Passage >>
[start]
Q-Queer: Originally used as a perjorative term to refer to gay men, lesbians, and bisexuals, the term had been reclaimed for modern usage to describe someone who does not subscribe to social norms.
Q-Questioning: The process of considering or exploring one’s sexual orientation and/or gender identity.
A- Ally: Someone who is a friend, advocate, and/or activist for LGBTQQAAIP community. A heterosexual ally is also someone who confronts heterosexism in themselves and others.
A-Asexual: A sexual orientation generally characterized by not feeling sexual attraction or a desire for partnered sexuality. Asexuality is not the same as celibacy.
I-Intersex: People who naturally develop primary and/or secondary sex characteristics that do not fit neatly into society’s definitions of male or female. This term has replaced “hermaphrodite”, which is outdated and generally offensive, since it means “having both sexes” and this is not necessarily true, as there are at least 16 different ways to be intersex.
P-Pansexual: Also known as Omnisexual and Pomosexual, these terms are sometimes substituted for bisexual that rather than referring to both- attraction to both genders, staying within the gender binary- these terms refer to all. These terms are used mainly by those who wish to express acceptance of all gender possibilities including transgender and intersex people.
In addition, the following terms are commonly used when referring to LGBTQQAAIP topics, especially in news media.
Gender Neutral: A term used to describe facilities that any individual can use regardless of their gender. This term can also be used to describe an individual who does not subscribe to any socially constructed gender.
Heterosexism: The societal/cultural, institutional, and individual beliefs and practices that privilege heterosexuals and subordinate and denigrate LGBTQ people. What differentiates heterosexism from prejudice and discrimination is the use of institutional power and authority to support prejudices and enforce discriminatory behaviors.
Matthew Shepard and James Byrd, Jr. Hate Crimes Prevention Act: Passed on Oct. 22, 2009, and signed into law by President Obama on Oct. 28, 2009, as a rider to the national Defense Authorization Act for 2010. Both Shepard and Byrd were killed in hate crimes, Shepard because of his sexual orientation, and Byrd by his race.
Straight: A pop-culture term used to refer to individuals who identify as a heterosexual, the term “straight” often has a negative connotation within the LGBTQQAAIP community because it suggests that non-heterosexual individuals are “crooked” or “unnatural”.
[end]
Record extracts >>
[start]
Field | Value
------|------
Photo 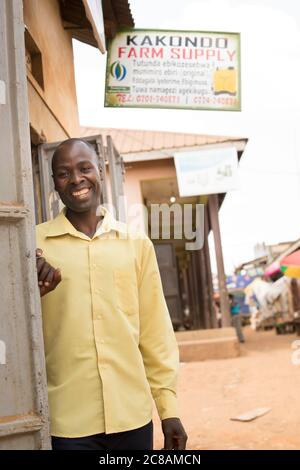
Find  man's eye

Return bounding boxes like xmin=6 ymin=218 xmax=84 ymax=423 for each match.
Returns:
xmin=58 ymin=171 xmax=68 ymax=178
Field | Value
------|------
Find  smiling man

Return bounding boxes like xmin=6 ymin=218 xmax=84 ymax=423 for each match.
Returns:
xmin=37 ymin=139 xmax=187 ymax=450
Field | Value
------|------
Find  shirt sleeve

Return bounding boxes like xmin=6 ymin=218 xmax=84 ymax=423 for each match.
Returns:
xmin=139 ymin=238 xmax=179 ymax=420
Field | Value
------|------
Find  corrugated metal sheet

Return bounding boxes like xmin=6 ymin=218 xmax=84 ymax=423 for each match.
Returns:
xmin=0 ymin=0 xmax=50 ymax=449
xmin=80 ymin=127 xmax=247 ymax=155
xmin=59 ymin=0 xmax=134 ymax=47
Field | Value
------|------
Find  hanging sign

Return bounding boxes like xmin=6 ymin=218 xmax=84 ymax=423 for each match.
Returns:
xmin=105 ymin=29 xmax=241 ymax=111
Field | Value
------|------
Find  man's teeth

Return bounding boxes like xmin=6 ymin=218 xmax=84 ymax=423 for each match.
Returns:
xmin=72 ymin=188 xmax=89 ymax=196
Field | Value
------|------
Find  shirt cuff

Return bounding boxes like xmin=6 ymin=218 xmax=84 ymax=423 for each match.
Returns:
xmin=154 ymin=390 xmax=179 ymax=420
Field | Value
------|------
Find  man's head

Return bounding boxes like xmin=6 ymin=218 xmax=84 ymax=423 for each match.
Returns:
xmin=52 ymin=139 xmax=101 ymax=212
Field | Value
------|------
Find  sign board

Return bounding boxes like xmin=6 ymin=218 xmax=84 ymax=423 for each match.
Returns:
xmin=174 ymin=147 xmax=238 ymax=197
xmin=105 ymin=29 xmax=241 ymax=111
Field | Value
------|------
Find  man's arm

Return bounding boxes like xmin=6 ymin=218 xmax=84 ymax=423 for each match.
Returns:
xmin=36 ymin=248 xmax=61 ymax=297
xmin=139 ymin=239 xmax=187 ymax=449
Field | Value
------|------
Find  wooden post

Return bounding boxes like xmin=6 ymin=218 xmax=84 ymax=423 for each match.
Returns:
xmin=203 ymin=204 xmax=218 ymax=328
xmin=208 ymin=194 xmax=231 ymax=327
xmin=196 ymin=248 xmax=211 ymax=328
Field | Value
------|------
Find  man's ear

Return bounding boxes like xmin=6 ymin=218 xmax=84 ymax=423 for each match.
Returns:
xmin=51 ymin=175 xmax=57 ymax=191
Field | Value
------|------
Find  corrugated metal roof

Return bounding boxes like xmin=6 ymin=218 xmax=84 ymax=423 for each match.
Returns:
xmin=59 ymin=0 xmax=134 ymax=47
xmin=80 ymin=127 xmax=247 ymax=155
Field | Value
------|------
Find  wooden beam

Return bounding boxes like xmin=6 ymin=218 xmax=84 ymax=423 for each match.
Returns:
xmin=208 ymin=194 xmax=231 ymax=327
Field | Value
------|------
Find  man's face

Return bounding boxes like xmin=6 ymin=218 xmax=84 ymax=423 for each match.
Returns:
xmin=53 ymin=142 xmax=101 ymax=212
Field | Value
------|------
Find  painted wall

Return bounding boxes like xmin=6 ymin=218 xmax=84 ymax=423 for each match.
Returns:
xmin=23 ymin=0 xmax=79 ymax=141
xmin=124 ymin=158 xmax=176 ymax=229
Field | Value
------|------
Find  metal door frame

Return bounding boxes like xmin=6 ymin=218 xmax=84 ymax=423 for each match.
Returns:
xmin=0 ymin=0 xmax=51 ymax=449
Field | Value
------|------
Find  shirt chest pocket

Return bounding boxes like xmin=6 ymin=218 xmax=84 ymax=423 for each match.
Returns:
xmin=114 ymin=269 xmax=139 ymax=315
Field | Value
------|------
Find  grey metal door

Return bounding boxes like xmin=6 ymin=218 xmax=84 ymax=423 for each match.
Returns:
xmin=0 ymin=0 xmax=50 ymax=449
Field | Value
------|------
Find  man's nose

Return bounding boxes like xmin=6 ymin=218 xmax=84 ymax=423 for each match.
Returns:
xmin=70 ymin=170 xmax=84 ymax=185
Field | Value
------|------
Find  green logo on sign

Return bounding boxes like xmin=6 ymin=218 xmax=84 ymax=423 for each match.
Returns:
xmin=110 ymin=60 xmax=126 ymax=82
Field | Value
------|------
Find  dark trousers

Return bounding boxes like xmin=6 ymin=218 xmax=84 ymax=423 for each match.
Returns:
xmin=52 ymin=421 xmax=153 ymax=451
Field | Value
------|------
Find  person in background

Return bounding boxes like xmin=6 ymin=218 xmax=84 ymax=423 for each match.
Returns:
xmin=229 ymin=294 xmax=245 ymax=343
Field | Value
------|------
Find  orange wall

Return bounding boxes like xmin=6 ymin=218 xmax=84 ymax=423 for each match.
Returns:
xmin=23 ymin=0 xmax=79 ymax=141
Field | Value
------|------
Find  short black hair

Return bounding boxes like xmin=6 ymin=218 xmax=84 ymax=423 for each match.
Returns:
xmin=51 ymin=137 xmax=99 ymax=173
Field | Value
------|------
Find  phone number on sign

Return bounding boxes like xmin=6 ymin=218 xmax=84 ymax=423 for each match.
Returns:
xmin=116 ymin=93 xmax=180 ymax=104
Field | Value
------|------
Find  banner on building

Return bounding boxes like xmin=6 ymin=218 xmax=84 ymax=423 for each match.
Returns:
xmin=174 ymin=147 xmax=238 ymax=197
xmin=105 ymin=29 xmax=241 ymax=111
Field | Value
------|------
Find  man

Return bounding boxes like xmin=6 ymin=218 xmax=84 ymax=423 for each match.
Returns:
xmin=37 ymin=139 xmax=187 ymax=450
xmin=229 ymin=294 xmax=245 ymax=343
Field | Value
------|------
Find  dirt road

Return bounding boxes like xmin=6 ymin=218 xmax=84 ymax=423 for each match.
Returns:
xmin=154 ymin=328 xmax=300 ymax=450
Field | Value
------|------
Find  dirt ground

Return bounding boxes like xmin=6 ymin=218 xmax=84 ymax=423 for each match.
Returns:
xmin=154 ymin=328 xmax=300 ymax=450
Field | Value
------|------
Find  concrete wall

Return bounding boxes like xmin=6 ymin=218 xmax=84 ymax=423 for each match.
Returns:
xmin=23 ymin=0 xmax=79 ymax=142
xmin=124 ymin=158 xmax=176 ymax=228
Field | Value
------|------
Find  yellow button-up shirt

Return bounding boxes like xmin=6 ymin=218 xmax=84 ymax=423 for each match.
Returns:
xmin=36 ymin=208 xmax=179 ymax=437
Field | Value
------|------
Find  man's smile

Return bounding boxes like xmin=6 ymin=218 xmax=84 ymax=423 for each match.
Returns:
xmin=71 ymin=188 xmax=91 ymax=199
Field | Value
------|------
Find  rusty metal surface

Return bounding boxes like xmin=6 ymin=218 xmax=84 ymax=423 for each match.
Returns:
xmin=0 ymin=0 xmax=50 ymax=449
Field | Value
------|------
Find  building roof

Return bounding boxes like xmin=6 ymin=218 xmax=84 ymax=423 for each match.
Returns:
xmin=81 ymin=127 xmax=247 ymax=161
xmin=59 ymin=0 xmax=134 ymax=47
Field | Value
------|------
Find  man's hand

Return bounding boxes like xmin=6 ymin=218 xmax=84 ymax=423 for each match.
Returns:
xmin=35 ymin=248 xmax=61 ymax=297
xmin=161 ymin=418 xmax=187 ymax=450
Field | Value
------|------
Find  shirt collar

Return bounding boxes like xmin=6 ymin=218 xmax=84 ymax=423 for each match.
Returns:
xmin=46 ymin=206 xmax=127 ymax=240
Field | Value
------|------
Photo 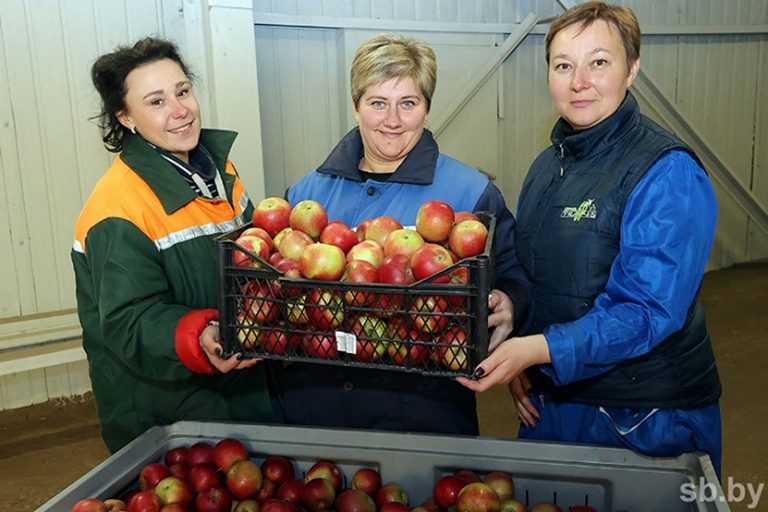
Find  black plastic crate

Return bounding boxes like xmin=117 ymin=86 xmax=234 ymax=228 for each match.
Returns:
xmin=218 ymin=212 xmax=496 ymax=376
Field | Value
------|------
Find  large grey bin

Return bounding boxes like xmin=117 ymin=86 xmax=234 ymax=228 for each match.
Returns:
xmin=39 ymin=422 xmax=730 ymax=512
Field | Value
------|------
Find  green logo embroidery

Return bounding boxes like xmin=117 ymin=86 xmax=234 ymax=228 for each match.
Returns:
xmin=560 ymin=199 xmax=597 ymax=222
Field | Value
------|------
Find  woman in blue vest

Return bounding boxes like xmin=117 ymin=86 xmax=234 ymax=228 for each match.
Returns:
xmin=283 ymin=34 xmax=527 ymax=435
xmin=460 ymin=2 xmax=721 ymax=474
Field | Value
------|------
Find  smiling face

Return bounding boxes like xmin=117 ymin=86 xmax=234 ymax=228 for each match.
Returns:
xmin=548 ymin=20 xmax=640 ymax=130
xmin=117 ymin=59 xmax=200 ymax=162
xmin=355 ymin=77 xmax=427 ymax=172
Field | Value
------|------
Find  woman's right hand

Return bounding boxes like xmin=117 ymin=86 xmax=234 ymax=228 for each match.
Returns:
xmin=200 ymin=325 xmax=261 ymax=373
xmin=508 ymin=372 xmax=541 ymax=428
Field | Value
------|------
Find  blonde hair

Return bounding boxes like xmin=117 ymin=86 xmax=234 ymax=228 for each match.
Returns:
xmin=544 ymin=2 xmax=640 ymax=66
xmin=350 ymin=34 xmax=437 ymax=111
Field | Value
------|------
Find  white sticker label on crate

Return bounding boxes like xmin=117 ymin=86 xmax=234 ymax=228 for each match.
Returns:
xmin=336 ymin=331 xmax=357 ymax=354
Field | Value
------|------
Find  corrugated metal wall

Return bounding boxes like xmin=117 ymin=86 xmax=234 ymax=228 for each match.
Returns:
xmin=253 ymin=0 xmax=768 ymax=269
xmin=0 ymin=0 xmax=768 ymax=409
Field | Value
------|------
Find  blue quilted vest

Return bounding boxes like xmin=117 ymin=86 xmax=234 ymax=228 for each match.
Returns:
xmin=515 ymin=93 xmax=721 ymax=408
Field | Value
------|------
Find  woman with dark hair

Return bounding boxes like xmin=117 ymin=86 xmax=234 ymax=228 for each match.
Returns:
xmin=72 ymin=38 xmax=280 ymax=452
xmin=461 ymin=2 xmax=721 ymax=478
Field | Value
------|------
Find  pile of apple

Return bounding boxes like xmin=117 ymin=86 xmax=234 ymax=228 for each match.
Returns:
xmin=233 ymin=197 xmax=488 ymax=371
xmin=70 ymin=438 xmax=596 ymax=512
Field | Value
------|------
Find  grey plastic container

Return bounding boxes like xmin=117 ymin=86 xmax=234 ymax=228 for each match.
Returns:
xmin=38 ymin=422 xmax=730 ymax=512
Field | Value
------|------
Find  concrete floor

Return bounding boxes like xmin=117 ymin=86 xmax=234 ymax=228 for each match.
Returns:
xmin=0 ymin=263 xmax=768 ymax=512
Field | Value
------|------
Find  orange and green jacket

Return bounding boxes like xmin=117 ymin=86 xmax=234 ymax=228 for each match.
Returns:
xmin=72 ymin=130 xmax=273 ymax=452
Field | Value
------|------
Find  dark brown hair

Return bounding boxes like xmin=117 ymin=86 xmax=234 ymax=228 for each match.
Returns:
xmin=91 ymin=37 xmax=192 ymax=153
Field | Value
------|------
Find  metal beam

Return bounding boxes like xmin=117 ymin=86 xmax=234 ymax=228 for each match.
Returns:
xmin=632 ymin=70 xmax=768 ymax=233
xmin=432 ymin=13 xmax=537 ymax=137
xmin=253 ymin=12 xmax=768 ymax=36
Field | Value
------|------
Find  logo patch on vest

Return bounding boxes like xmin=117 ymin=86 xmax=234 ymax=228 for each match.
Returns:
xmin=560 ymin=199 xmax=597 ymax=222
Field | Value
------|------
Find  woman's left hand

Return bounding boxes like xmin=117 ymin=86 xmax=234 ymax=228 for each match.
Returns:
xmin=200 ymin=325 xmax=261 ymax=373
xmin=456 ymin=334 xmax=550 ymax=392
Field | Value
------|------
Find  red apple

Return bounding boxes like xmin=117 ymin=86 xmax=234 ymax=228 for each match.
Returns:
xmin=70 ymin=498 xmax=108 ymax=512
xmin=320 ymin=220 xmax=359 ymax=254
xmin=531 ymin=501 xmax=563 ymax=512
xmin=448 ymin=220 xmax=488 ymax=259
xmin=335 ymin=488 xmax=376 ymax=512
xmin=128 ymin=491 xmax=163 ymax=512
xmin=350 ymin=468 xmax=381 ymax=497
xmin=232 ymin=235 xmax=270 ymax=268
xmin=383 ymin=228 xmax=424 ymax=259
xmin=453 ymin=211 xmax=480 ymax=224
xmin=187 ymin=462 xmax=222 ymax=493
xmin=347 ymin=240 xmax=384 ymax=268
xmin=259 ymin=327 xmax=289 ymax=355
xmin=432 ymin=475 xmax=467 ymax=509
xmin=168 ymin=462 xmax=189 ymax=480
xmin=416 ymin=201 xmax=453 ymax=243
xmin=195 ymin=487 xmax=232 ymax=512
xmin=252 ymin=197 xmax=291 ymax=237
xmin=240 ymin=227 xmax=275 ymax=252
xmin=224 ymin=459 xmax=262 ymax=500
xmin=411 ymin=295 xmax=449 ymax=336
xmin=277 ymin=478 xmax=304 ymax=503
xmin=104 ymin=498 xmax=128 ymax=512
xmin=301 ymin=333 xmax=338 ymax=359
xmin=187 ymin=441 xmax=213 ymax=467
xmin=365 ymin=215 xmax=403 ymax=247
xmin=304 ymin=460 xmax=344 ymax=491
xmin=379 ymin=254 xmax=415 ymax=286
xmin=232 ymin=499 xmax=264 ymax=512
xmin=351 ymin=314 xmax=388 ymax=362
xmin=211 ymin=437 xmax=248 ymax=473
xmin=456 ymin=482 xmax=501 ymax=512
xmin=289 ymin=199 xmax=328 ymax=240
xmin=274 ymin=260 xmax=301 ymax=280
xmin=241 ymin=280 xmax=280 ymax=325
xmin=261 ymin=455 xmax=296 ymax=487
xmin=375 ymin=482 xmax=408 ymax=509
xmin=501 ymin=500 xmax=528 ymax=512
xmin=139 ymin=462 xmax=171 ymax=491
xmin=163 ymin=446 xmax=189 ymax=468
xmin=306 ymin=288 xmax=344 ymax=331
xmin=154 ymin=476 xmax=194 ymax=507
xmin=256 ymin=471 xmax=277 ymax=503
xmin=272 ymin=227 xmax=293 ymax=251
xmin=341 ymin=260 xmax=379 ymax=306
xmin=411 ymin=244 xmax=453 ymax=283
xmin=299 ymin=242 xmax=346 ymax=281
xmin=486 ymin=472 xmax=515 ymax=501
xmin=301 ymin=478 xmax=336 ymax=512
xmin=419 ymin=496 xmax=437 ymax=512
xmin=275 ymin=230 xmax=315 ymax=261
xmin=260 ymin=499 xmax=297 ymax=512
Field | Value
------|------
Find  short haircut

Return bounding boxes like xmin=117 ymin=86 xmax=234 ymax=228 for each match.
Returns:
xmin=350 ymin=34 xmax=437 ymax=111
xmin=545 ymin=2 xmax=640 ymax=66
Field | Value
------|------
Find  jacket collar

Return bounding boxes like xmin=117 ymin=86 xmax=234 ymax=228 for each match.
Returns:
xmin=120 ymin=129 xmax=237 ymax=215
xmin=550 ymin=91 xmax=640 ymax=160
xmin=317 ymin=128 xmax=440 ymax=185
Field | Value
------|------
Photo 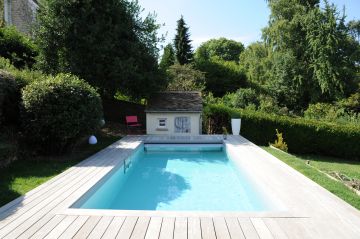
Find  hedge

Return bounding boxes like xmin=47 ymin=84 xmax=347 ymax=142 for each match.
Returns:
xmin=21 ymin=74 xmax=103 ymax=154
xmin=203 ymin=105 xmax=360 ymax=160
xmin=0 ymin=70 xmax=20 ymax=126
xmin=0 ymin=26 xmax=38 ymax=69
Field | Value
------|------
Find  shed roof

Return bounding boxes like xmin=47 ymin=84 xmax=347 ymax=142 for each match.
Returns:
xmin=145 ymin=91 xmax=203 ymax=112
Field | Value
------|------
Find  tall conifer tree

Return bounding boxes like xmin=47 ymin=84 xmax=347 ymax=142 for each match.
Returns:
xmin=174 ymin=16 xmax=193 ymax=65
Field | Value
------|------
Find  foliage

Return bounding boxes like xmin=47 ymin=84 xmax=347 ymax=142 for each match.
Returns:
xmin=223 ymin=88 xmax=259 ymax=109
xmin=21 ymin=74 xmax=102 ymax=153
xmin=270 ymin=129 xmax=288 ymax=152
xmin=35 ymin=0 xmax=165 ymax=98
xmin=264 ymin=147 xmax=360 ymax=209
xmin=347 ymin=20 xmax=360 ymax=43
xmin=240 ymin=42 xmax=271 ymax=85
xmin=0 ymin=70 xmax=20 ymax=126
xmin=0 ymin=26 xmax=38 ymax=68
xmin=304 ymin=2 xmax=358 ymax=100
xmin=240 ymin=0 xmax=360 ymax=110
xmin=195 ymin=37 xmax=244 ymax=62
xmin=304 ymin=101 xmax=360 ymax=124
xmin=195 ymin=58 xmax=246 ymax=97
xmin=167 ymin=64 xmax=205 ymax=91
xmin=203 ymin=105 xmax=360 ymax=160
xmin=159 ymin=44 xmax=175 ymax=70
xmin=0 ymin=131 xmax=119 ymax=207
xmin=174 ymin=16 xmax=193 ymax=65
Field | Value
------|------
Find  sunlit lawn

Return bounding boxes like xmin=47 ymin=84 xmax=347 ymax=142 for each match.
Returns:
xmin=262 ymin=147 xmax=360 ymax=210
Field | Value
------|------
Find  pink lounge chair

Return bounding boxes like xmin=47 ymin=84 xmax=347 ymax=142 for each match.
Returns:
xmin=125 ymin=115 xmax=141 ymax=133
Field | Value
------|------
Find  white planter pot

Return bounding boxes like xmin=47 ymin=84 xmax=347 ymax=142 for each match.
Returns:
xmin=231 ymin=119 xmax=241 ymax=135
xmin=89 ymin=135 xmax=97 ymax=144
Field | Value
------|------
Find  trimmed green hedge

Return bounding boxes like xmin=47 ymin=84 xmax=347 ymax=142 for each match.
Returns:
xmin=203 ymin=105 xmax=360 ymax=160
xmin=21 ymin=74 xmax=103 ymax=154
xmin=0 ymin=26 xmax=38 ymax=69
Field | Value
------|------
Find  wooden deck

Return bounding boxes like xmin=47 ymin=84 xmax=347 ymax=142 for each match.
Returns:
xmin=0 ymin=136 xmax=360 ymax=239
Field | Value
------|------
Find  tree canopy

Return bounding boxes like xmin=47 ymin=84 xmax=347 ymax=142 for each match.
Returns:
xmin=35 ymin=0 xmax=164 ymax=98
xmin=174 ymin=16 xmax=193 ymax=65
xmin=159 ymin=44 xmax=175 ymax=70
xmin=195 ymin=37 xmax=244 ymax=62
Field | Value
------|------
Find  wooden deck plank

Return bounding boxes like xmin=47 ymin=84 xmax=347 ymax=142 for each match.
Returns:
xmin=0 ymin=142 xmax=124 ymax=220
xmin=0 ymin=149 xmax=126 ymax=237
xmin=73 ymin=216 xmax=101 ymax=239
xmin=116 ymin=217 xmax=138 ymax=239
xmin=251 ymin=218 xmax=274 ymax=239
xmin=59 ymin=216 xmax=89 ymax=239
xmin=263 ymin=218 xmax=288 ymax=239
xmin=238 ymin=218 xmax=259 ymax=239
xmin=0 ymin=136 xmax=360 ymax=239
xmin=87 ymin=216 xmax=114 ymax=239
xmin=188 ymin=217 xmax=201 ymax=239
xmin=225 ymin=217 xmax=245 ymax=239
xmin=276 ymin=218 xmax=315 ymax=239
xmin=131 ymin=217 xmax=150 ymax=239
xmin=103 ymin=217 xmax=125 ymax=239
xmin=213 ymin=217 xmax=231 ymax=239
xmin=174 ymin=217 xmax=188 ymax=239
xmin=15 ymin=214 xmax=54 ymax=238
xmin=200 ymin=217 xmax=216 ymax=239
xmin=45 ymin=216 xmax=77 ymax=239
xmin=28 ymin=215 xmax=65 ymax=239
xmin=145 ymin=217 xmax=162 ymax=239
xmin=159 ymin=217 xmax=175 ymax=239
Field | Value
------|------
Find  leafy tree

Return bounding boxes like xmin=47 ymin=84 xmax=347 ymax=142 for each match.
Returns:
xmin=195 ymin=37 xmax=244 ymax=62
xmin=167 ymin=64 xmax=205 ymax=91
xmin=240 ymin=42 xmax=271 ymax=86
xmin=159 ymin=44 xmax=175 ymax=70
xmin=263 ymin=0 xmax=357 ymax=109
xmin=0 ymin=26 xmax=38 ymax=69
xmin=35 ymin=0 xmax=165 ymax=98
xmin=174 ymin=16 xmax=193 ymax=65
xmin=196 ymin=58 xmax=246 ymax=97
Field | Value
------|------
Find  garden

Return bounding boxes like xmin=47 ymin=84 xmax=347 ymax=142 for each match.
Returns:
[end]
Work instructions >>
[a] Based on the glossary, state whether each of the following statements agrees with it, answering yes or no and quoting the words that decide each case: (i) Asexuality is the same as celibacy. (ii) The Matthew Shepard and James Byrd, Jr. Hate Crimes Prevention Act was signed into law on Oct. 28, 2009. (iii) There are at least 16 different ways to be intersex.
[b] Summarize the glossary in two sentences.
[c] Print the part of the glossary starting with "In addition, the" and going on through "enforce discriminatory behaviors.".

Task-by-task outputs >>
[a]
(i) No: "Asexuality is not the same as celibacy."
(ii) Yes: "signed into law by President Obama on Oct. 28, 2009"
(iii) Yes: "there are at least 16 different ways to be intersex"

[b] The glossary defines terms listed under letters of the LGBTQQAAIP acronym: queer, questioning, ally, asexual, intersex, and pansexual. It then defines further terms commonly used on LGBTQQAAIP topics, especially in news media: gender neutral, heterosexism, the Matthew Shepard and James Byrd, Jr. Hate Crimes Prevention Act, and straight.

[c]
In addition, the following terms are commonly used when referring to LGBTQQAAIP topics, especially in news media.
Gender Neutral: A term used to describe facilities that any individual can use regardless of their gender. This term can also be used to describe an individual who does not subscribe to any socially constructed gender.
Heterosexism: The societal/cultural, institutional, and individual beliefs and practices that privilege heterosexuals and subordinate and denigrate LGBTQ people. What differentiates heterosexism from prejudice and discrimination is the use of institutional power and authority to support prejudices and enforce discriminatory behaviors.